SEGMENT DU DOCUMENT:

Chaque parfum que vous créez avec votre collaborateur, le ‘‘nez’’ Quentin Bisch, est-il toujours l’expression d’un univers fantasmé ?

Marc-Antoine Barrois : Oui. Avec Quentin nous créons des fragrances rares et précieuses, sorties tout droit de notre imaginaire, de notre âme d’enfant et de notre goût pour les belles choses. Je dois avouer que j’ai un univers poétique qui peut parfois sembler en décalage avec notre époque où tout va beaucoup trop vite.

Votre première création ?

Le premier parfum que nous avons créé est B683. Clin d’œil à l’élégance intemporelle et charismatique de mes mentors. Cette fragrance est comme une invitation au voyage sur la planète du Petit Prince de Saint-Exupéry. Il est le fruit de ma rencontre avec Quentin Bisch que nos souvenirs d’enfance et nos ‘‘référentiels olfactifs’’ ont réunis : le cuir précieux du cartable de mon père qui était professeur d’université, le sien aussi ; le safran ; les senteurs boisées et végétales en référence à nos balades familiales en forêt ; des notes de feuilles de violette qui me rappelle mon grand-père, un homme élégant dans tous les sens du terme, toujours tiré à quatre épingles… Pour votre information, B683 est le parfum que je porte au quotidien. Je le porte aussi dans sa version ‘‘extrait’’.

VOS TÂCHES:
**1)** Traduisez en anglais cette phrase de l'entretien sur les parfums : « Je dois avouer que j’ai un univers poétique qui peut parfois sembler en décalage avec notre époque où tout va beaucoup trop vite. »
**2)** Reprenez l'entretien sur les parfums juste après sa dernière phrase et poursuivez-le.

EXTRAITS DU LISTING:

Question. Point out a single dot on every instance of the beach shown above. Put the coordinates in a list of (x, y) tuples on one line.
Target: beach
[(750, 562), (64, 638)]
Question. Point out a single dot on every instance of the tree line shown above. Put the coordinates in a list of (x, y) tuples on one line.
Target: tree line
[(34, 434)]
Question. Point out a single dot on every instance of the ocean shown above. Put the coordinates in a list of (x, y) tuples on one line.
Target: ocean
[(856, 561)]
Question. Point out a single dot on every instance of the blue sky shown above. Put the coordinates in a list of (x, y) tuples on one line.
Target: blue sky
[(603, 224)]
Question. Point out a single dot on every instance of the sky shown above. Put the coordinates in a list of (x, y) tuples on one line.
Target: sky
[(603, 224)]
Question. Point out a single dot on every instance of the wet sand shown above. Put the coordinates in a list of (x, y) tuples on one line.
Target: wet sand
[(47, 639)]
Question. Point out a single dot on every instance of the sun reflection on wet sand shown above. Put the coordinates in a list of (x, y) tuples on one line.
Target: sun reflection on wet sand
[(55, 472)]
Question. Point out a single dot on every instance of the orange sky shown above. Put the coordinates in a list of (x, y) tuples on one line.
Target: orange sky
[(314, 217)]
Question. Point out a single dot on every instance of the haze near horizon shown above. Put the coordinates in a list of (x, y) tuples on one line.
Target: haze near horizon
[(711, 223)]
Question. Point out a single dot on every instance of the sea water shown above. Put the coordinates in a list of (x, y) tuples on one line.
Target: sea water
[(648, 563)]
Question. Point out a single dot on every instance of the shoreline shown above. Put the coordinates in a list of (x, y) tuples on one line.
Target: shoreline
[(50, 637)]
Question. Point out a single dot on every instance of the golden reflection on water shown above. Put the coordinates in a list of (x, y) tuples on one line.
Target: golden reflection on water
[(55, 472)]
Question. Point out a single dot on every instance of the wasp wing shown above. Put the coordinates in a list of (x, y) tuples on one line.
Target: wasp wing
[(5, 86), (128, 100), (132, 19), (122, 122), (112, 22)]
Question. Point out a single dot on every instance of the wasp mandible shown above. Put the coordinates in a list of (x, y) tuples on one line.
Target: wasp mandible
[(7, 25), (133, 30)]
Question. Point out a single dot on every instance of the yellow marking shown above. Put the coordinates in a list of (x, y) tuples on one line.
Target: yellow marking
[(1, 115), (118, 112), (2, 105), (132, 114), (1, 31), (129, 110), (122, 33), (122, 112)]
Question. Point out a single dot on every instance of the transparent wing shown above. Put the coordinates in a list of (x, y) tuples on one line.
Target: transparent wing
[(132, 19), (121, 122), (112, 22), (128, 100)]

RÉPONSES CORRESPONDANTES:
**1)** I must admit that I have a poetic universe that can sometimes seem out of step with our times, when everything moves far too fast.

**2)**
Ganymède - Eau de parfum
Encelade - Eau de parfum

Puis il y a eu Ganymède

Oui. Ce qui frappe quand on sent ce parfum, c’est la sensation rare de découvrir une senteur astrale qui n’en rappelle aucune autre : un mélange de mandarine, violette et immortelle, pour un résultat ‘‘cuiré’’ mais solaire, à la ténacité époustouflante. J’ai remarqué un vrai désir des femmes de sortir des sentiers battus. Ce parfum avec un sillage intense est tout simplement, pour elles, l’occasion de se différencier et d’exprimer leur personnalité. Précisons que les parfums que je crée sont non genrés. Ils conviennent tout aussi bien aux femmes qu’aux hommes.

Quel est votre parcours professionnel ?

Je suis originaire de la région de Lille. Je suis monté à Paris, comme on dit, pour travailler dans la haute couture masculine. Je suis passé par de grandes Maisons, comme le couturier Dominique Sirop, l’atelier couture de Hermès sous la direction de Jean-Paul Gaultier, chez Jean-Claude Jitrois. J’ai même eu le privilège de travailler pour monsieur Hubert de Givenchy. Toutes ces expériences m’ont permis de forger mon style. C’est ainsi qu’en 2006 j’ai présenté ma première collection de couture. J’avais 22 ans.

Votre définition du luxe ?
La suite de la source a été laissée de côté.